## TASK
Return every line below as is, leaving out the pictures.

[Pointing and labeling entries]
::::::

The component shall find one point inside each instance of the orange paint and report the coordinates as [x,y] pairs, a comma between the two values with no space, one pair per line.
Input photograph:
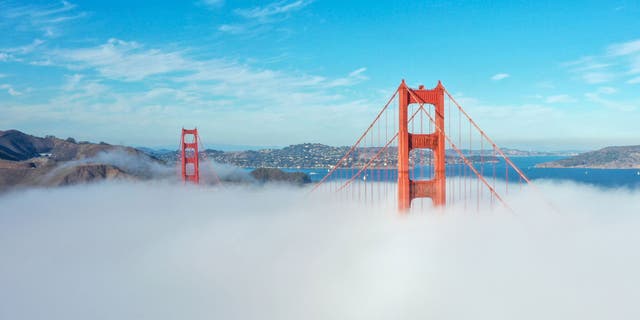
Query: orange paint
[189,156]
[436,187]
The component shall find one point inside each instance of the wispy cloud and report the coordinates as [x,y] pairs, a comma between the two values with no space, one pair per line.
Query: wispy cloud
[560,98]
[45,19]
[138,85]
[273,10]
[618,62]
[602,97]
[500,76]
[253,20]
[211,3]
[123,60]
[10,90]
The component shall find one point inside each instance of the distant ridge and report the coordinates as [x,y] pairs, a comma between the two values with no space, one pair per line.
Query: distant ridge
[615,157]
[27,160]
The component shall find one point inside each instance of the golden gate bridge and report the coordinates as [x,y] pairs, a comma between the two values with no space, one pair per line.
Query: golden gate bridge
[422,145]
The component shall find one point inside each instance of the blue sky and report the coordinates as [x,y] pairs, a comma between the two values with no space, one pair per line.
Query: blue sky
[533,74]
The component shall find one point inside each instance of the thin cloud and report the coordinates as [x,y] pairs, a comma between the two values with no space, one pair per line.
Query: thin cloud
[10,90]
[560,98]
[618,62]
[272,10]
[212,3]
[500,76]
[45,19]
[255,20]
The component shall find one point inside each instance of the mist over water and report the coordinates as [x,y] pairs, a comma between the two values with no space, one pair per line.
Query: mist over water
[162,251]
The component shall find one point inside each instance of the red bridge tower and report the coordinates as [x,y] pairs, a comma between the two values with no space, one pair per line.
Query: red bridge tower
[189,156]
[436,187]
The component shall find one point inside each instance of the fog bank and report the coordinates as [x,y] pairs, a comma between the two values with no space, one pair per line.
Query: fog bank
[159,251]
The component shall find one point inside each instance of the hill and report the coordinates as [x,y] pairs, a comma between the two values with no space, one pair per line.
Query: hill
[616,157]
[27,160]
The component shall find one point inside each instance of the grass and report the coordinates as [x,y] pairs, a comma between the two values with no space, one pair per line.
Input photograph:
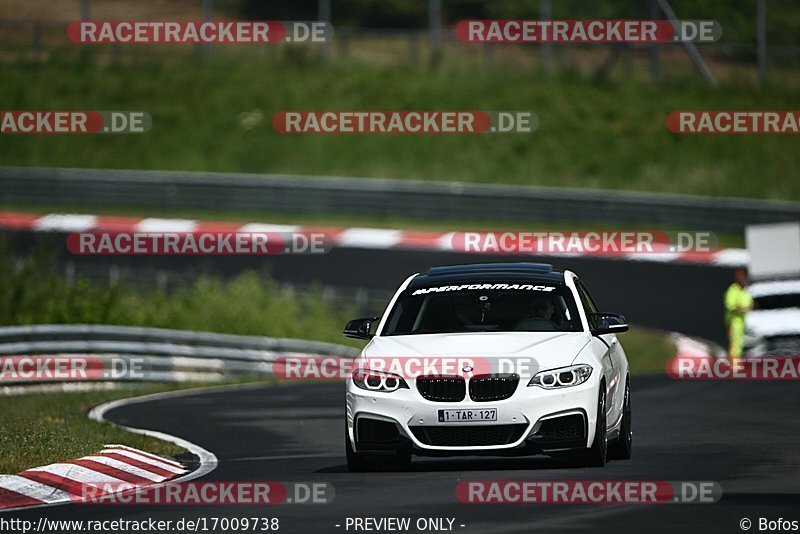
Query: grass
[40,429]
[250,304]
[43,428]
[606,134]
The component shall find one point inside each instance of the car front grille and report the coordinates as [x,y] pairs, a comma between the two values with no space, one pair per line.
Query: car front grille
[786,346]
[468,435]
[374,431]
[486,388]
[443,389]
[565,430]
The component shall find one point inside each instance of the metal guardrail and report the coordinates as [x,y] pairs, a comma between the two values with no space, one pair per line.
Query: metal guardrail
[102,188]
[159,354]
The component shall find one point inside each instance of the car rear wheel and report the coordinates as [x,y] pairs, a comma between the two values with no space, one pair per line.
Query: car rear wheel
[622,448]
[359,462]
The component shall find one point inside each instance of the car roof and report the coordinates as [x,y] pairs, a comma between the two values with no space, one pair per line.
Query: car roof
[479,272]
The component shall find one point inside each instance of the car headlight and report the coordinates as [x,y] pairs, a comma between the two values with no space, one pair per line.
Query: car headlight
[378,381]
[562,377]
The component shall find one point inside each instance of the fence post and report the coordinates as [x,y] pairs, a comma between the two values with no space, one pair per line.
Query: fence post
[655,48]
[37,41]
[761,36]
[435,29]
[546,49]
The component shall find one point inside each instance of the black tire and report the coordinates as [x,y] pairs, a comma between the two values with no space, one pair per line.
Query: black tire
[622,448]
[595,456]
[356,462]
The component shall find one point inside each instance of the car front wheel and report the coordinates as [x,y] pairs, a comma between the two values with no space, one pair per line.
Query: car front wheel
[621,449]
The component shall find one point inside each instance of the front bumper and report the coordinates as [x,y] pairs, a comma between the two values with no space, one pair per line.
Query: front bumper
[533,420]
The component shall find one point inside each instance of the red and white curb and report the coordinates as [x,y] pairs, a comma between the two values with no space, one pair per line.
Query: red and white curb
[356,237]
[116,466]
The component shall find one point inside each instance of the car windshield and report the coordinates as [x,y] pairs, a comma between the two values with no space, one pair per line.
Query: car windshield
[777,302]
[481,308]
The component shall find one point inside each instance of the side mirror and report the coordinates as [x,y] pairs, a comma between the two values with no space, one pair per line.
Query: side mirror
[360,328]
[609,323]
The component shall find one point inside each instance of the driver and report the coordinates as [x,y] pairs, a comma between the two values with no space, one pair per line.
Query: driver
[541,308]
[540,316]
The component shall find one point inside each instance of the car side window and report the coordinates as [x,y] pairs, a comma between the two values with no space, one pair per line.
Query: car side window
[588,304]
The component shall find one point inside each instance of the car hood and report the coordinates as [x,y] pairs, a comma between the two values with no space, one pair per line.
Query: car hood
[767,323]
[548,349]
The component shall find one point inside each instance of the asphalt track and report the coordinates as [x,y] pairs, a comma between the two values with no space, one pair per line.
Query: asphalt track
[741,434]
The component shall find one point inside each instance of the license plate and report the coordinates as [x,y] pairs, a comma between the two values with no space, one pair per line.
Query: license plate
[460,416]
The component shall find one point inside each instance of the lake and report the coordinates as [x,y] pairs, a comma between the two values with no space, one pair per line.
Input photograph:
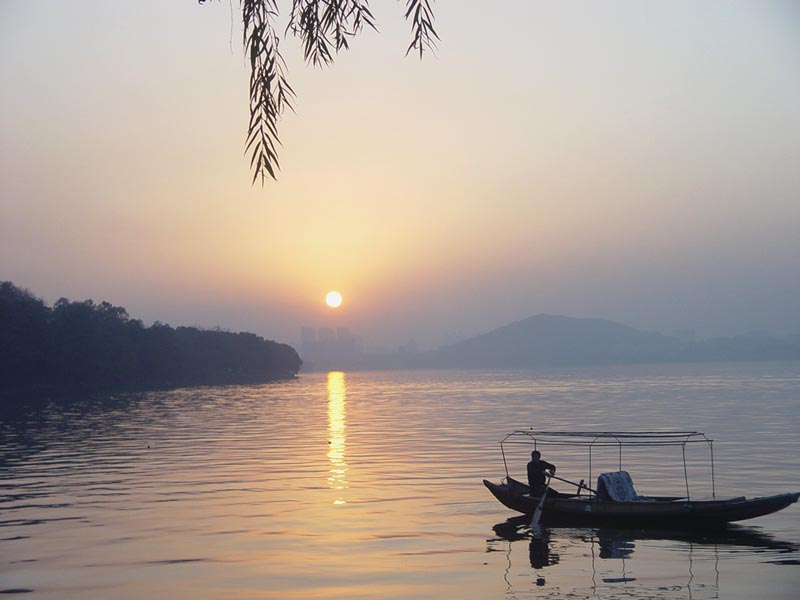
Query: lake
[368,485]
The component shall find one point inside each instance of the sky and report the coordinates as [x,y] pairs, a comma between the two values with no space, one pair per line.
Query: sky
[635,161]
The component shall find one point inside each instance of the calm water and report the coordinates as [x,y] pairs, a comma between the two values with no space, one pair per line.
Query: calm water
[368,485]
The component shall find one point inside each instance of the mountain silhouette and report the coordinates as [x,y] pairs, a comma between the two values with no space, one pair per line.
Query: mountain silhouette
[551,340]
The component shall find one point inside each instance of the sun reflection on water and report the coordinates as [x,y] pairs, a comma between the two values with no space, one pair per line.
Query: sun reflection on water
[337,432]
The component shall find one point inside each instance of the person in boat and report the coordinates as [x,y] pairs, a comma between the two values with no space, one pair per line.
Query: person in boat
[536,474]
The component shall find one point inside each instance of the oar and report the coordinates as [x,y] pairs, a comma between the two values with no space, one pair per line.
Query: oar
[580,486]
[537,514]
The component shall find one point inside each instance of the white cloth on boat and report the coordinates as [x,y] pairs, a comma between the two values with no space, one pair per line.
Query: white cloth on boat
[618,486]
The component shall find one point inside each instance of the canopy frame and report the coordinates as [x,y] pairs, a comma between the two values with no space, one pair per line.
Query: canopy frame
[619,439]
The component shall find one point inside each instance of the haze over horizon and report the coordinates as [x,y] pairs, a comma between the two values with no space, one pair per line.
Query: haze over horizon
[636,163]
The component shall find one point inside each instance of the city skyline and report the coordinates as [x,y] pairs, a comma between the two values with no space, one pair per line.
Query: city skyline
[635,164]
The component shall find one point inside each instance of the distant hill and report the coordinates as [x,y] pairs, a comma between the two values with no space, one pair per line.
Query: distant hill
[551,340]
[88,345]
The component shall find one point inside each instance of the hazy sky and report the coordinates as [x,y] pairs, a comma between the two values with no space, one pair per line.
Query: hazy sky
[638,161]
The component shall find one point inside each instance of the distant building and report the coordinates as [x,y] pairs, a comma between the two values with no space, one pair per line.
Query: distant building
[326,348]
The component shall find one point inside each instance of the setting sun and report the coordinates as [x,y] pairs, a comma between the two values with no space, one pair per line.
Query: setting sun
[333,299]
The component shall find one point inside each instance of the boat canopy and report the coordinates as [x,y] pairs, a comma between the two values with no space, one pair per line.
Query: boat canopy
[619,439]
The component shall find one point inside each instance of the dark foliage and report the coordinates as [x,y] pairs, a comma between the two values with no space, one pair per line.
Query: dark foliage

::::::

## RESULT OF THIS TASK
The component shall find one point inside each instance of the orange paint and report the coordinates as [x,y] pairs, a comma between the two values with no space, one pair per line.
Input photograph:
Query: orange paint
[189,156]
[436,187]
The component shall find one point inside each instance of the wispy cloud and report the coordinates as [x,y] pairs, a comma between the two values with no space, one pair per line.
Query: wispy cloud
[560,98]
[45,19]
[138,85]
[273,10]
[618,62]
[602,97]
[500,76]
[253,20]
[211,3]
[123,60]
[10,90]
The component shall find one point inside each instance of the distant ridge and report the coordinates as [x,y] pairs, a comma between the two values with no space, one pair per line.
Query: distant ridge
[615,157]
[27,160]
The component shall find one point inside each instance of the golden gate bridge and report the coordinates as [x,y] pairs, a comma between the two values with no space, one pair per line.
Query: golden gate bridge
[422,145]
The component shall find one point inside each instance of the blue sky and report the coordinates as [x,y] pairs, a comma between the two values with no space, one pair per line.
Query: blue sky
[533,74]
The component shall find one point inside each instance of the thin cloud and report the coordinates as [x,y] pairs, a comma between the two values with no space, one pair per line.
Query: thin cloud
[10,90]
[560,98]
[618,62]
[272,10]
[212,3]
[500,76]
[45,19]
[255,20]
The component shall find one point inside each instance of the mist over water and report the coordinates as [x,y] pairs, a comma between the two values with no space, one pair per line.
Query: mist over water
[162,251]
The component shall find one point inside each instance of the red bridge tower and report the coordinates as [x,y] pairs, a comma between the two values with no space, one pair per line.
Query: red bridge tower
[189,156]
[436,187]
The component shall find one point inside each instance of the fog bank and report the coordinates as [x,y] pairs, a comma between the two values with no space, one pair per line.
Query: fog bank
[159,251]
The component shall find one point inside each instance of the hill and report the coordinates as [x,y] pairs, a comma between the two values with no space, one pair per line.
Query: hill
[616,157]
[27,160]
The component shall find one point inside each instance of the grass and report the coordinates as [x,y] pairs, a comma between the two values with no space, one pair per line.
Input photograph:
Query: grass
[40,429]
[250,304]
[43,428]
[606,134]
The component shall find one point inside each instance of the car front grille and report the coordinates as [x,y] pairs, a comma between the two values with no space, one pair per line.
Query: car front grille
[786,346]
[468,435]
[374,431]
[486,388]
[443,389]
[565,430]
The component shall find one point inside each instance of the metal guardrail and report the coordinates as [x,y] pairs, a comma between the two values with no space, one pair per line.
Query: metal guardrail
[102,188]
[159,354]
The component shall find one point inside each instance of the car rear wheel and report the coordinates as [x,y] pairs, a comma between the two values with no space, one pair per line.
Query: car rear wheel
[622,448]
[359,462]
The component shall find one point inside each instance of the car roof and report the coordinates as [x,y] pairs, a comma between the two values with no space, one pair per line.
Query: car roof
[479,272]
The component shall find one point inside each instance of the car headlight and report the coordinates as [x,y] pairs, a comma between the two values with no space, one pair per line.
Query: car headlight
[378,381]
[562,377]
The component shall find one point inside each instance of the fence post and report the coordinates as [x,y] pairs, a comma between the two values with no space, one pair per line.
Query: fence post
[655,48]
[37,41]
[761,36]
[435,29]
[546,49]
The component shall find one point inside each instance of the black tire and report the coordinates as [x,y] pairs, a comma between the two values with no space, one pair per line.
Query: black tire
[622,448]
[595,456]
[356,462]
The component shall find one point inside each instance of the car front wheel and report the coordinates as [x,y] pairs, a comma between the two values with no space, one pair per line.
Query: car front wheel
[621,449]
The component shall find one point inside each instance of the front bumper and report the coordinates as [x,y] pairs, a comma between the two values with no space, one pair per line.
Query: front bumper
[533,420]
The component shall find one point inside each instance of the red and white curb and report the coordinates as [x,y] pairs, a comma between the two values with no space, one pair per line.
Query: red and white curb
[356,237]
[116,466]
The component shall find one point inside each instance of the car windshield and report the coordinates as [x,y] pairs, a comma between the two values with no space, one pair per line.
Query: car windshield
[777,302]
[481,308]
The component shall find one point inside each instance of the side mirror and report the coordinates as [x,y] pairs, a comma between the two values with no space, one pair per line.
Query: side mirror
[360,328]
[609,323]
The component shall find one point inside each instance of the driver and report the coordinates as [x,y] pairs, a comma between the two values with no space, one pair per line.
Query: driver
[541,308]
[540,316]
The component shall find one point inside each instance of the car side window and report the coordinates as [x,y] pairs, a comma between the two values with no space, one pair per line.
Query: car side window
[588,304]
The component shall find one point inside each instance of the car hood and report the coordinates as [x,y] pairs, a comma between the two values with no space, one pair per line.
Query: car hood
[767,323]
[548,349]
The component shall find one point inside each instance of the asphalt track and report the coordinates as [x,y] pairs, a comma between the two values with no space, one pair per line.
Query: asphalt track
[741,434]
The component shall find one point inside each instance of the license plate and report the coordinates as [x,y] pairs, a comma between the two values with no space, one pair per line.
Query: license plate
[460,416]
The component shall find one point inside each instance of the lake and report the coordinates as [x,y] pairs, a comma between the two values with no space, one pair per line.
Input photograph:
Query: lake
[368,485]
The component shall find one point inside each instance of the sky and report the coordinates as [x,y] pairs, a comma between the two values with no space, one pair per line.
Query: sky
[635,161]
The component shall find one point inside each instance of the calm water and report the coordinates as [x,y] pairs, a comma between the two values with no space, one pair per line.
Query: calm water
[368,485]
The component shall find one point inside each instance of the mountain silhouette and report the coordinates as [x,y] pairs, a comma between the two values with no space, one pair per line.
Query: mountain silhouette
[551,340]
The component shall find one point inside each instance of the sun reflection on water and report the coordinates as [x,y] pairs, a comma between the two values with no space, one pair per line.
Query: sun reflection on water
[337,432]
The component shall find one point inside each instance of the person in boat and report the coordinates as [x,y] pairs, a comma between the two values with no space, one pair per line.
Query: person in boat
[536,474]
The component shall find one point inside each instance of the oar and report the coordinates as [x,y] pairs, a comma between the two values with no space, one pair per line.
Query: oar
[580,486]
[537,514]
The component shall find one point inside each instance of the white cloth on boat and report the coordinates as [x,y] pairs, a comma between the two values with no space, one pair per line.
Query: white cloth on boat
[618,486]
The component shall find one point inside each instance of the canopy frame and report the coordinates as [x,y] pairs, a comma between the two values with no space, one pair per line.
Query: canopy frame
[619,439]
The component shall find one point inside each instance of the haze over horizon and report the coordinates as [x,y] pairs, a comma between the two values with no space, one pair per line.
Query: haze over horizon
[636,163]
The component shall find one point inside each instance of the city skyline and report the coordinates as [x,y] pairs, a comma between the two values with no space, one pair per line.
Query: city skyline
[635,164]
The component shall find one point inside each instance of the distant hill and report the coordinates as [x,y] pairs, a comma between the two values with no space, one pair per line.
Query: distant hill
[551,340]
[88,345]
The component shall find one point inside each instance of the hazy sky and report the coordinates as [x,y] pairs, a comma between the two values with no space, one pair per line.
Query: hazy sky
[638,161]
The component shall find one point inside each instance of the distant building and report the coordinates as [x,y] pairs, a comma between the two values with no space, one pair per line.
Query: distant building
[326,348]
The component shall find one point inside each instance of the setting sun and report the coordinates as [x,y] pairs, a comma between the two values with no space, one pair per line.
Query: setting sun
[333,299]
The component shall find one point inside each instance of the boat canopy and report the coordinates as [x,y] pairs, a comma between the two values with no space, one pair per line.
Query: boat canopy
[619,439]
The component shall find one point inside each instance of the dark foliage and report the coordinates as [x,y] pairs, a comma between the two values with no space, one pair per line.
Query: dark foliage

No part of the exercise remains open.